Quoted text:
In [1]:
from text import *
from decimal import Decimal
import string

In [2]:
# Helper Functions

def sentences_from_dataset(file_path):
    """ Read text from a language file and extract sentences. """

    with open(file_path, 'r') as myfile:
        lines=myfile.readlines()
    
    sentences = []

    for line in lines:
        number, sentence = line.split('\t')
        sentences.append(sentence)
    
    return sentences

def clean_text(sentence):
    """ Lowercase the sentence, replace newline character with space and remove punctuation. """

    sentence = sentence.replace('\n', ' ')
    sentence = sentence.lower()
    return ''.join(l for l in sentence if l not in string.punctuation)

We first extract the sentences from our training set for each lanuage and clean them up. ** I am yet to add a description of how the data is stored.**

In [3]:
english_sentences = sentences_from_dataset('data/eng.txt')
french_sentences = sentences_from_dataset('data/fra.txt')
ind_sentences = sentences_from_dataset('data/ind.txt')

Now we can clean each of these sentences. And join them with a single space.

In [4]:
english_sentences = ' '.join([clean_text(s) for s in english_sentences])
french_sentences = ' '.join([clean_text(s) for s in french_sentences])
ind_sentences = ' '.join([clean_text(s) for s in ind_sentences])

Now we will use some test text and clean it up. The final notebook will have more of these possibly in a dict with keys so we can count how many we got correct.

In [5]:
test1_ind = '''Setiap orang berhak mendapat pendidikan. Pendidikan harus gratis, setidak-tidaknya untuk tingkat sekolah rendah dan pendidikan dasar. Pendidikan rendah harus diwajibkan. Pendidikan teknik dan jurusan secara umum harus terbuka bagi semua orang, dan pengajaran tinggi harus secara adil dapat diakses oleh semua orang, berdasarkan kepantasan.'''
test2_eng = '''In the traditional sense a hacker is a person who is extremely interested in exploring the things and recondite workings of any computer system. Most often, hackers are the expert programmers.'''

test1_ind = clean_text(test1_ind)
test2_eng = clean_text(test2_eng)

# Implementation 1: Using modified version of NgramTextModel in text.py

The current implementation is supposed to be used with words. We can use it for letter n-grams by treating each character as a word. We can create a char n-gram for each language in our training set. I have introduced a slight modification in the constructor to support Laplacian smoothing. You can compare the orignal and the modified version.

In [6]:
%psource NgramTextModel

In [7]:
# New Version

class NgramTextModel(CountingProbDist):

    """This is a discrete probability distribution over n-tuples of words.
    You can add, sample or get P[(word1, ..., wordn)]. The method P.samples(n)
    builds up an n-word sequence; P.add and P.add_sequence add data."""

    def __init__(self, n, observation_sequence=[], default=1):
        # In addition to the dictionary of n-tuples, cond_prob is a
        # mapping from (w1, ..., wn-1) to P(wn | w1, ... wn-1)
        CountingProbDist.__init__(self, default=default)

Task set:
- a) Edit the notebook's passage that opens with "builds up an" and closes with "w1, ... wn-1)", replacing "cond_prob" with "conditional_prob".
- b) According to the notebook, what kind of smoothing does the modified constructor of NgramTextModel support?

Given material:
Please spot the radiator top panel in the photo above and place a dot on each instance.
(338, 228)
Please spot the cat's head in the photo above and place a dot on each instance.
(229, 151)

Replies:
- a)
builds up an n-word sequence; P.add and P.add_sequence add data."""

    def __init__(self, n, observation_sequence=[], default=1):
        # In addition to the dictionary of n-tuples, conditional_prob is a
        # mapping from (w1, ..., wn-1) to P(wn | w1, ... wn-1)

- b) Laplacian smoothing.